Texto extraído
* * * * * * *

Junts exige que Cataluña quede fuera del reparto de menores de Ceuta
La crisis migratoria de la semana pasada en Ceuta ha reabierto la negociación más delicada de la legislatura: el reparto de menores no acompañados entre comunidades autónomas. Este martes, la portavoz de Junts en el Congreso, Miriam Nogueras, ha sido tajante: «Junts no da ni un voto si NO se deja a Catalunya FUERA del reparto». El mensaje, difundido en X y recogido por Europa Press, no es una declaración aislada: el partido ya consiguió el año pasado «lo que nunca había hecho nadie», que Cataluña quedara excluida de los traslados, y ahora se propone repetirlo.
El órdago apunta directamente a la aritmética parlamentaria. Junts necesita el Gobierno para mantener su relevancia, pero el Gobierno necesita los votos de Junts para todo lo demás. La advertencia llega después de que el partido votara con PP y Vox contra la regularización masiva y, según las informaciones, el Gobierno respondiera sacándola adelante por decreto. El patrón se repite: presión en el Congreso, respuesta ejecutiva, nuevo pulso.

* * * * * * *

Sección de datos
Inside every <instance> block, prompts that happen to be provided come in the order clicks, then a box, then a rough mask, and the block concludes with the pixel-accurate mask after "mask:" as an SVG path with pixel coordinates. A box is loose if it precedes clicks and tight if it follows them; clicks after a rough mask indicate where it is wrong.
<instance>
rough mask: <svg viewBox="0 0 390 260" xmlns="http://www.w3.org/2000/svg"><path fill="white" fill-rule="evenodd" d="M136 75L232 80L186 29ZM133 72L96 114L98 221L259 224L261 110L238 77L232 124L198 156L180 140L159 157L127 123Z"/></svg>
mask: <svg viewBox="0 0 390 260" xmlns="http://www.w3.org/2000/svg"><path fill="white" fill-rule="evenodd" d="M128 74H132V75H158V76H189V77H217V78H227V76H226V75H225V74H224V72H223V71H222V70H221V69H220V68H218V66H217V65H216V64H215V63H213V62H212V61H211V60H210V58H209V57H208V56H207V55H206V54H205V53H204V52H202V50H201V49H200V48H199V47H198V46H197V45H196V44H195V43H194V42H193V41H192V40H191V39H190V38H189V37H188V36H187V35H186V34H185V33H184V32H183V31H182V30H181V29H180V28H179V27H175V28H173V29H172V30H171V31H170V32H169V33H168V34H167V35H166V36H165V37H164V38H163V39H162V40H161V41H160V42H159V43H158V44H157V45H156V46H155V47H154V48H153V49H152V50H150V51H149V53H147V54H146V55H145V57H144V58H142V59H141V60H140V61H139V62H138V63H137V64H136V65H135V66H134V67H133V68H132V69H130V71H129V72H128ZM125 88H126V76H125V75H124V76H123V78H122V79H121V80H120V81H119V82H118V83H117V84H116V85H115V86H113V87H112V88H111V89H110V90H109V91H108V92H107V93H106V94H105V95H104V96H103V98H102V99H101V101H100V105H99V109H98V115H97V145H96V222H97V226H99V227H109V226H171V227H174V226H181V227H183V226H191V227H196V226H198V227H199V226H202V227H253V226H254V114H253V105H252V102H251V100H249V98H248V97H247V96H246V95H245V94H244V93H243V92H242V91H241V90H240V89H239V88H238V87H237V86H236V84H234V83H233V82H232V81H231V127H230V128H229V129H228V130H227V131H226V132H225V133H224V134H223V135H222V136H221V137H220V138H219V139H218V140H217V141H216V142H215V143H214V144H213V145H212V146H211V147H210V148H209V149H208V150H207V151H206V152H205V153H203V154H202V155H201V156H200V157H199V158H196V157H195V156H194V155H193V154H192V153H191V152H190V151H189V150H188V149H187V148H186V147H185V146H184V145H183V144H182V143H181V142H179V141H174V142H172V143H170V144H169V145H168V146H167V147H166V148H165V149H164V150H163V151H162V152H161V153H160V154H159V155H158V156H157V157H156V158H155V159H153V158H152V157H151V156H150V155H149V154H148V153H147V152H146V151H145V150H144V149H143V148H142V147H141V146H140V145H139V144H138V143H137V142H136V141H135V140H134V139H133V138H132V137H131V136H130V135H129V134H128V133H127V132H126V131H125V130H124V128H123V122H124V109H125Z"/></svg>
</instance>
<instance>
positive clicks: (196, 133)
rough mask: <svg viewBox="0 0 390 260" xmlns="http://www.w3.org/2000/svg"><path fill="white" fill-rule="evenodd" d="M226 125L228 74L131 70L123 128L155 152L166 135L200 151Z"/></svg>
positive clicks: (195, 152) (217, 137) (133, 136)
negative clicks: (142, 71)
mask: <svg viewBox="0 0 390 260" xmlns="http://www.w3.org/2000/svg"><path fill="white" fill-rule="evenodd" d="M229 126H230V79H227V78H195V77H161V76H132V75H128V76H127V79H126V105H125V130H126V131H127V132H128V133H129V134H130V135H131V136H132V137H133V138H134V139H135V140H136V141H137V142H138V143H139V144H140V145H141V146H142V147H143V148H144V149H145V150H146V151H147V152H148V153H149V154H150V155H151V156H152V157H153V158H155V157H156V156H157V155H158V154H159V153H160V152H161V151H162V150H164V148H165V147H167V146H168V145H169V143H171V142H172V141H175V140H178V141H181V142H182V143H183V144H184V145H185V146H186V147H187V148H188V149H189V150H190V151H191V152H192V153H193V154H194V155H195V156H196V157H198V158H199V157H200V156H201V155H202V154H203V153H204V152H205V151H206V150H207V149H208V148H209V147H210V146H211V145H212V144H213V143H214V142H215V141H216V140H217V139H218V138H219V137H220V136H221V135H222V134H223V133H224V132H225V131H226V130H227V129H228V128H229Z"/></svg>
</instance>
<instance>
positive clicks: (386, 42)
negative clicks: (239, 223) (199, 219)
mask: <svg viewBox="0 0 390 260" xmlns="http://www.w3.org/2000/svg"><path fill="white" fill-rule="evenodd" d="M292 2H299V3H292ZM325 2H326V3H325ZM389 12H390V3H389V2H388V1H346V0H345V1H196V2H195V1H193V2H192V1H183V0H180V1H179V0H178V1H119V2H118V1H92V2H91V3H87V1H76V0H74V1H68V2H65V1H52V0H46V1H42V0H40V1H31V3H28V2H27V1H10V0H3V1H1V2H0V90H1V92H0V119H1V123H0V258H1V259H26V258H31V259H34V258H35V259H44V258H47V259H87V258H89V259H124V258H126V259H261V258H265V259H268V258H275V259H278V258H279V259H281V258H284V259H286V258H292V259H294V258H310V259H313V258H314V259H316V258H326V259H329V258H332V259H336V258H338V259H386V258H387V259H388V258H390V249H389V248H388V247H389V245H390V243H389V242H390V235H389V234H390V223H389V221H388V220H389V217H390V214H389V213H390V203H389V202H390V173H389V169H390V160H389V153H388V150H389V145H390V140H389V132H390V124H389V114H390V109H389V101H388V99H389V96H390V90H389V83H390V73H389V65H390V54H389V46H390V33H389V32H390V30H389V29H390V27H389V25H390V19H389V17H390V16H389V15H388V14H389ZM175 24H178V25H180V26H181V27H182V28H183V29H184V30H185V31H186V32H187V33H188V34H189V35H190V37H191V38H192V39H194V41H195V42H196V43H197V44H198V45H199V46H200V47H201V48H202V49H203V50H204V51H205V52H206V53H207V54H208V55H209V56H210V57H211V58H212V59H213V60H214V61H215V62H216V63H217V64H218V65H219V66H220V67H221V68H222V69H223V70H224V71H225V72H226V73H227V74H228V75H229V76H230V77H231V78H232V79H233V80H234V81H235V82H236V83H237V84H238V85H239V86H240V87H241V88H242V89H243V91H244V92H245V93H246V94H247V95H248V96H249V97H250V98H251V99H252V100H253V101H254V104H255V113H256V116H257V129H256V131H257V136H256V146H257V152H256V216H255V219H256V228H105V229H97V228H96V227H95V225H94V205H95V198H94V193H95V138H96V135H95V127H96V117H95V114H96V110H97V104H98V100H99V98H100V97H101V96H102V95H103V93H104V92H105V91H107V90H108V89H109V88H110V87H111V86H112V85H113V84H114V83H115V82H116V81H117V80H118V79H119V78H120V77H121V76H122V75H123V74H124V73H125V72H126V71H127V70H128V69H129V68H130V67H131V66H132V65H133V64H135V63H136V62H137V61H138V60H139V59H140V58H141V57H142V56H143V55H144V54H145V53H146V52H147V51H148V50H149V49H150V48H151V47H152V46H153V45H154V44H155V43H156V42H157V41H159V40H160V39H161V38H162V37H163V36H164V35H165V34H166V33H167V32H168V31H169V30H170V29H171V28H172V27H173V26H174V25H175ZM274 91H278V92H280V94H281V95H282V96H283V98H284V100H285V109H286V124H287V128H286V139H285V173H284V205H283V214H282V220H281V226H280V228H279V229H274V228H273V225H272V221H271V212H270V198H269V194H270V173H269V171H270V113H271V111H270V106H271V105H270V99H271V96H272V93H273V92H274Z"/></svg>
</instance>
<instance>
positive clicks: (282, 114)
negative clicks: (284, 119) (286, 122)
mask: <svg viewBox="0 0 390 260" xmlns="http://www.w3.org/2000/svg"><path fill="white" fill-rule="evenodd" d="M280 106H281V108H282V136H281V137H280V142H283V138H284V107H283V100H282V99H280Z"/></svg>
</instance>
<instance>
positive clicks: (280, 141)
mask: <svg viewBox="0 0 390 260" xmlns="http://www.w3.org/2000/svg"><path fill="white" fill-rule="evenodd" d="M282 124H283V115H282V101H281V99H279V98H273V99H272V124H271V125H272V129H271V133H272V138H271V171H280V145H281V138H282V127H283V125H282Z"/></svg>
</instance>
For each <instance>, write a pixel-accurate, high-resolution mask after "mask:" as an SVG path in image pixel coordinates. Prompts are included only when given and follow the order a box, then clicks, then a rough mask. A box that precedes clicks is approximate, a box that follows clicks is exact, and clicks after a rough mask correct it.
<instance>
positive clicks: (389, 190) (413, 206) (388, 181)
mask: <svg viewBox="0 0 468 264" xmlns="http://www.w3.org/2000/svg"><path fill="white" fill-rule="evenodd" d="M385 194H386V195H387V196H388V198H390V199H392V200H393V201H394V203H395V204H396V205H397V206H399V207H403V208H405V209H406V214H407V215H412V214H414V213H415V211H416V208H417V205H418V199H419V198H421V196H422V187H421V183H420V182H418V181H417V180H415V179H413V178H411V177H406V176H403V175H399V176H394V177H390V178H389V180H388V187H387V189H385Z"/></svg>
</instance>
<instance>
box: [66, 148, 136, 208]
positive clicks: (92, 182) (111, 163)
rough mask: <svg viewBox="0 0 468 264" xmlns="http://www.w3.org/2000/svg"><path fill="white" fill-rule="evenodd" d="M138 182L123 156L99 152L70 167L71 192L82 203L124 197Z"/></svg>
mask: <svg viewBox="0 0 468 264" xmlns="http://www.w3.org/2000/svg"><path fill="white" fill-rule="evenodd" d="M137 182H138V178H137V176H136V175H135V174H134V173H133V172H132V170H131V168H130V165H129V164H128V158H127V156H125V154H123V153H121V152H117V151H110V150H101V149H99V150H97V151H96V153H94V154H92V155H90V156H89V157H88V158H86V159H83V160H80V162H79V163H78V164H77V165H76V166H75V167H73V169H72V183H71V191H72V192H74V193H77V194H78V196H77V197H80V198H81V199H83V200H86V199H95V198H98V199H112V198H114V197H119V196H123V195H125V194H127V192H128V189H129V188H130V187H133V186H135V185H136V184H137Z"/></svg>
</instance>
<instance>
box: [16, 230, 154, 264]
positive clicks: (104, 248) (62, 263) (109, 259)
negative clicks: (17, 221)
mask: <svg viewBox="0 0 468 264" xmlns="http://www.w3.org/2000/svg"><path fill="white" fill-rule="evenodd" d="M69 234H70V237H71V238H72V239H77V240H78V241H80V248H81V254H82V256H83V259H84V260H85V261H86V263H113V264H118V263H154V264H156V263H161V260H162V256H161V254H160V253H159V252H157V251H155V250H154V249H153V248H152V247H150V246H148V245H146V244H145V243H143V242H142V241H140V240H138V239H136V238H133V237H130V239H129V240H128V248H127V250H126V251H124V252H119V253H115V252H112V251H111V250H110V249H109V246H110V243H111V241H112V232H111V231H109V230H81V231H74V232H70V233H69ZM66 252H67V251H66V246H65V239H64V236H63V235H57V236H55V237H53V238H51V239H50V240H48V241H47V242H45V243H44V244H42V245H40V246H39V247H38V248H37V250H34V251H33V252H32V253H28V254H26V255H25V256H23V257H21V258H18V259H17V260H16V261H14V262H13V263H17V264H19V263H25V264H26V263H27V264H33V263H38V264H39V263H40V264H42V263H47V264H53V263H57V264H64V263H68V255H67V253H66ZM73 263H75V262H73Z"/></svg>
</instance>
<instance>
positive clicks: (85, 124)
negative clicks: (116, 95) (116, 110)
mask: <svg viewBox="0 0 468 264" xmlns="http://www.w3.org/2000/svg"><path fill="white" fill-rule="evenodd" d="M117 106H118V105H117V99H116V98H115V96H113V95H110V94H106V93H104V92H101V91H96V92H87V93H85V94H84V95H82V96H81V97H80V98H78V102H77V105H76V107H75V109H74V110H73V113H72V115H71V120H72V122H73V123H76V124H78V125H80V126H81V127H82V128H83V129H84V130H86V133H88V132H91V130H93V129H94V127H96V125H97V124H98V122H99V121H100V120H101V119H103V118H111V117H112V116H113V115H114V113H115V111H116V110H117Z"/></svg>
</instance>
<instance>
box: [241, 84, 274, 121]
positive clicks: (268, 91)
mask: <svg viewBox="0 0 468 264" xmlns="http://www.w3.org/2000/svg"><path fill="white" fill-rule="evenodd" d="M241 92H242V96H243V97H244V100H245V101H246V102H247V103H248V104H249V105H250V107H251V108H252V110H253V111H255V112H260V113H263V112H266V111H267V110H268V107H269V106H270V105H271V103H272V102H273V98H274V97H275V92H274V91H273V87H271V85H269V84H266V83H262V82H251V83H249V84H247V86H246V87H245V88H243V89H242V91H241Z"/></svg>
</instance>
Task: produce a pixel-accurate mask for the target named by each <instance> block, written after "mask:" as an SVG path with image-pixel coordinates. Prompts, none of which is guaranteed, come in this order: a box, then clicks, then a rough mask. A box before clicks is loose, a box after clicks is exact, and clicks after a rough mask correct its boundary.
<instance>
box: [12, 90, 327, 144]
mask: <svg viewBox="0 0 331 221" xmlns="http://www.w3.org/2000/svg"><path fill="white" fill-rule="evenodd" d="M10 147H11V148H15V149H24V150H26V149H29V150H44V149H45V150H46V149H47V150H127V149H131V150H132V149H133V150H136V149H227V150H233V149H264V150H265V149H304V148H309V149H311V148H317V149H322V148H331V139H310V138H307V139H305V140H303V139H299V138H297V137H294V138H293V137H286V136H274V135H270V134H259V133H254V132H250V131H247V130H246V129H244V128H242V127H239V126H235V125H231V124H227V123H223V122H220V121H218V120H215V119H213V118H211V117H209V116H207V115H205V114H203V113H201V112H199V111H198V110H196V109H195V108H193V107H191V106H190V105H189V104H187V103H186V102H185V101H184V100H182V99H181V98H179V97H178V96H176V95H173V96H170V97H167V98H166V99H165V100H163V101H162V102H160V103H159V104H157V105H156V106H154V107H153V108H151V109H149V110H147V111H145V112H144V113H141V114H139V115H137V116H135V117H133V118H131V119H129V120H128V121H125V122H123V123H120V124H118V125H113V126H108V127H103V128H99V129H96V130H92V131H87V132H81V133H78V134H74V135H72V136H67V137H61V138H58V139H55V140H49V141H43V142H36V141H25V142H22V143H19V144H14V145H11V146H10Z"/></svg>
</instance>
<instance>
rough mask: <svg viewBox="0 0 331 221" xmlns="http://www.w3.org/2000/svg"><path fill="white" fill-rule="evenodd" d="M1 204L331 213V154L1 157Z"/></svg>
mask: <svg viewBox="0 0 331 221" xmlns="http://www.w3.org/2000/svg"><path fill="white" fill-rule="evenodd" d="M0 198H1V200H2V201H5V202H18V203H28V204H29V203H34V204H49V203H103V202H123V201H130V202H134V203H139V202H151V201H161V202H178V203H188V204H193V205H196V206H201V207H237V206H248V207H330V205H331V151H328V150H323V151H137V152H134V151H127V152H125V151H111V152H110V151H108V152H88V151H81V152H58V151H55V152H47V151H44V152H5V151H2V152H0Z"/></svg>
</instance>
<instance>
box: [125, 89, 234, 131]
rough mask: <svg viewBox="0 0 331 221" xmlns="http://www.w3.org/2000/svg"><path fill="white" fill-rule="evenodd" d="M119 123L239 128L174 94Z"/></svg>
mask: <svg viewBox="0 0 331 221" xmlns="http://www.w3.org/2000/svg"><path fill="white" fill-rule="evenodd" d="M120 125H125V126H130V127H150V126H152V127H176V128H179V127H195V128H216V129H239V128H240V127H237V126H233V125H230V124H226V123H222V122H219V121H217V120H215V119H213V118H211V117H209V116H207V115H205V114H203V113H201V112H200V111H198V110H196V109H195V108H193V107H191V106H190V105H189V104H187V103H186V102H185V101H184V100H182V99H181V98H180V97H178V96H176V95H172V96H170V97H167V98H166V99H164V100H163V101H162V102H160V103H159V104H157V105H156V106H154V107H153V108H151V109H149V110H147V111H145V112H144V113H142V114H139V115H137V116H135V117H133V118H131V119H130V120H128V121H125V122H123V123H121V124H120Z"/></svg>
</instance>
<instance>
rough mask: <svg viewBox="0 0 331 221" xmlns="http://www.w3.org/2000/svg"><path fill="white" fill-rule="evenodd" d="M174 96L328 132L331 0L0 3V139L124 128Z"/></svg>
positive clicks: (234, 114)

* * * * * * *

Consigna 1
Traduce al inglés esta oración del texto sobre el reparto de menores de Ceuta: «El patrón se repite: presión en el Congreso, respuesta ejecutiva, nuevo pulso.»
Consigna 2
Según el texto sobre el reparto de menores de Ceuta, ¿quién es la portavoz de Junts en el Congreso?

Resultado esperado 1
The pattern repeats itself: pressure in Congress, executive response, a new tug-of-war.

Resultado esperado 2
Miriam Nogueras.